*** Opening of Document excerpt ***

There will be 150,000 shares of Preferred Stock reserved for issuance
upon exercise of the Rights.

    The Rights Agreement is designed to protect shareholders in the event
of an unsolicited attempt to acquire the Company for an inadequate price
and to protect against abusive practices that do not treat all 
shareholders equally, including partial and two-tier tender offers, 
coercive offers, and creeping stock accumulation programs.  Such 
practices can pressure shareholders into tendering their investments 
prior to realizing the full value or total potential of such investments.
The Rights Agreement is intended to make the cost of such abusive 
practices prohibitive and create an incentive for a potential acquiror
to negotiate in good faith with the Board.  The Rights Agreement is not
intended to, and will not, prevent all unsolicited offers to acquire the
Company.  If an unsolicited offer is made, and the Board determines that
it is fair and in the best interests of the Company and its shareholders,
then, pursuant to the terms of the Rights Agreement, the Board has the 
authority to redeem the Rights and permit the offer to proceed. 
Essentially, the Rights Agreement will provide the Board with sufficient
opportunity to evaluate the fairness of any unsolicited offer and the
credibility of the bidder, and will therefore enable the Board to 
represent the interests of all shareholders more effectively.  Of 
course, in deciding whether to redeem the Rights in connection with any
unsolicited offer, the Board will be bound by its fiduciary obligations
to act in the best interests of the Company and its shareholders.

    The form of Rights Agreement between the Company and the Rights Agent
specifying the terms of the Rights, which includes as Exhibit B the 
form of Rights Certificate, is attached hereto as Exhibit 1 and is 
incorporated herein by reference.  The foregoing description of the
Rights does not purport to be complete and is qualified in its entirety
by reference to such Exhibit.

*** Close of Document excerpt ***

*Exercise set*
1 > In the shareholder rights plan excerpt, how many shares of Preferred Stock are reserved for issuance upon exercise of the Rights?
2 > Pick up the shareholder rights plan excerpt after its last sentence and write the passage that follows.

*** Opening of Listed records ***

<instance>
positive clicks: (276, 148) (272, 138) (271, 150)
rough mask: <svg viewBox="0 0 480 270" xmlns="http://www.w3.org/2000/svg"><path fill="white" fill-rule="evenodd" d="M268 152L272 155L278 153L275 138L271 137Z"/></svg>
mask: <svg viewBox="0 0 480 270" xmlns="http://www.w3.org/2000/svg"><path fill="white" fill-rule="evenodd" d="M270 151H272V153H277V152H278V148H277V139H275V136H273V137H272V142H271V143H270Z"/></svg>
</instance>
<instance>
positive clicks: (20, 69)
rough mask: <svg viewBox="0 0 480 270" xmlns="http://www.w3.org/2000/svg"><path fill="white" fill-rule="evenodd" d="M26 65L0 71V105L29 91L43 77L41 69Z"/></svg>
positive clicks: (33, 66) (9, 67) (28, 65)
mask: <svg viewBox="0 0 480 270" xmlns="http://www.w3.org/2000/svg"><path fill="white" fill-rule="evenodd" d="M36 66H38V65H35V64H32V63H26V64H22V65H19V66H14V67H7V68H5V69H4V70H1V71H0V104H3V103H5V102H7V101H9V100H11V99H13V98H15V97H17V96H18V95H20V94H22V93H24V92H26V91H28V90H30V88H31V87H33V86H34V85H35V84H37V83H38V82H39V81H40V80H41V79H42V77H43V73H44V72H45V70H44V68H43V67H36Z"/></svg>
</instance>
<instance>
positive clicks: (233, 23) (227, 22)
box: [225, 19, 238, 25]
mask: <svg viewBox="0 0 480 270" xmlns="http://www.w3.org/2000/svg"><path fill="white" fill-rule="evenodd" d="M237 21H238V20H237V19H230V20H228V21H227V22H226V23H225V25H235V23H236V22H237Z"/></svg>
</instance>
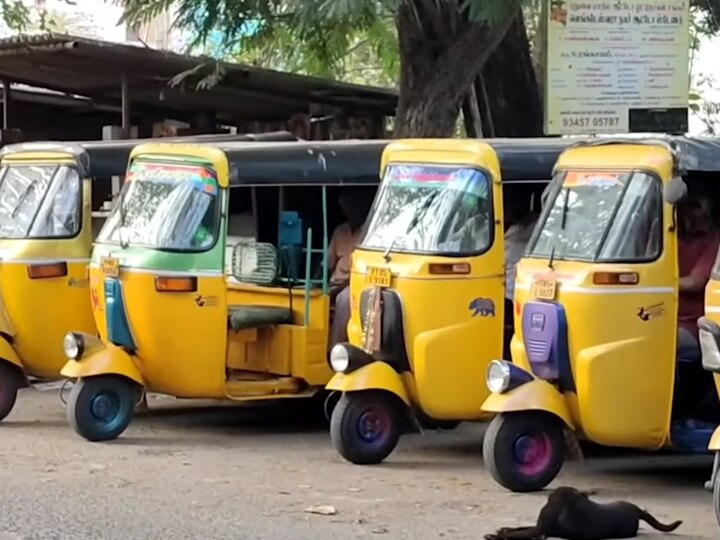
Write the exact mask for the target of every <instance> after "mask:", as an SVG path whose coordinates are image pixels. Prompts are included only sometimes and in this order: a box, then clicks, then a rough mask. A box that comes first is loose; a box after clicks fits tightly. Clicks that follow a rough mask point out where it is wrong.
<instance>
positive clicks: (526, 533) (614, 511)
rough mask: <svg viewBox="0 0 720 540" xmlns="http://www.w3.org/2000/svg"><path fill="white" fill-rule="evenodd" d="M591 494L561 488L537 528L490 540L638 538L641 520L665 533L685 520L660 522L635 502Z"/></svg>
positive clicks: (551, 495)
mask: <svg viewBox="0 0 720 540" xmlns="http://www.w3.org/2000/svg"><path fill="white" fill-rule="evenodd" d="M589 495H590V494H589V493H587V492H582V491H580V490H577V489H575V488H573V487H559V488H556V489H555V490H553V491H552V493H550V495H549V496H548V500H547V502H546V503H545V506H543V507H542V509H541V510H540V515H539V516H538V520H537V523H536V524H535V526H534V527H509V528H508V527H505V528H502V529H499V530H498V531H497V532H496V533H495V534H487V535H485V538H486V540H544V539H545V538H552V537H555V538H565V539H566V540H608V539H612V538H633V537H634V536H637V531H638V527H639V526H640V520H643V521H645V522H646V523H647V524H648V525H650V526H651V527H653V528H654V529H657V530H658V531H662V532H671V531H674V530H675V529H677V528H678V527H679V526H680V524H681V523H682V521H676V522H674V523H671V524H670V525H665V524H663V523H660V522H659V521H658V520H657V519H655V518H654V517H653V516H651V515H650V514H648V513H647V512H646V511H645V510H643V509H641V508H639V507H638V506H636V505H634V504H633V503H630V502H626V501H616V502H612V503H608V504H600V503H596V502H593V501H591V500H590V498H589Z"/></svg>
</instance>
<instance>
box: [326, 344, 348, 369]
mask: <svg viewBox="0 0 720 540" xmlns="http://www.w3.org/2000/svg"><path fill="white" fill-rule="evenodd" d="M330 367H331V368H333V370H334V371H336V372H338V373H343V372H345V371H346V370H347V368H348V367H350V354H349V353H348V350H347V349H346V348H345V347H344V346H343V345H335V346H334V347H333V349H332V351H330Z"/></svg>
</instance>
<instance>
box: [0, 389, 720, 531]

*** Close of Listed records ***

*Answers to the tasks*
1 > 150,000 shares.

2 >
Item 2.  Exhibits.


    Exhibit 1:

    Form of Rights Agreement dated as of June 16, 1996 between Sheldahl,
    Inc. and Norwest Bank Minnesota, National Association, which includes
    as Exhibit B thereto the form of Rights Certificate.  Pursuant to the
    Rights Agreement, Rights Certificates will not be mailed until after
    the earlier of (i) the tenth day after the Stock Acquisition Date, 
    or (ii) the tenth day after the date of the commencement of, or first
    public announcement of the intent to commence, a tender or exchange
    offer by any person or group of affiliated or associated persons if,
    upon consummation thereof, such person or group would be the 
    beneficial owner of 15% or more of the voting power of the Company.


                            SIGNATURE

    Pursuant to the requirements of Section 12 of the Securities Exchange
Act of 1934, as amended, the Registrant has duly caused this Registration
Statement to be signed on its behalf by the undersigned, thereunto duly
authorized.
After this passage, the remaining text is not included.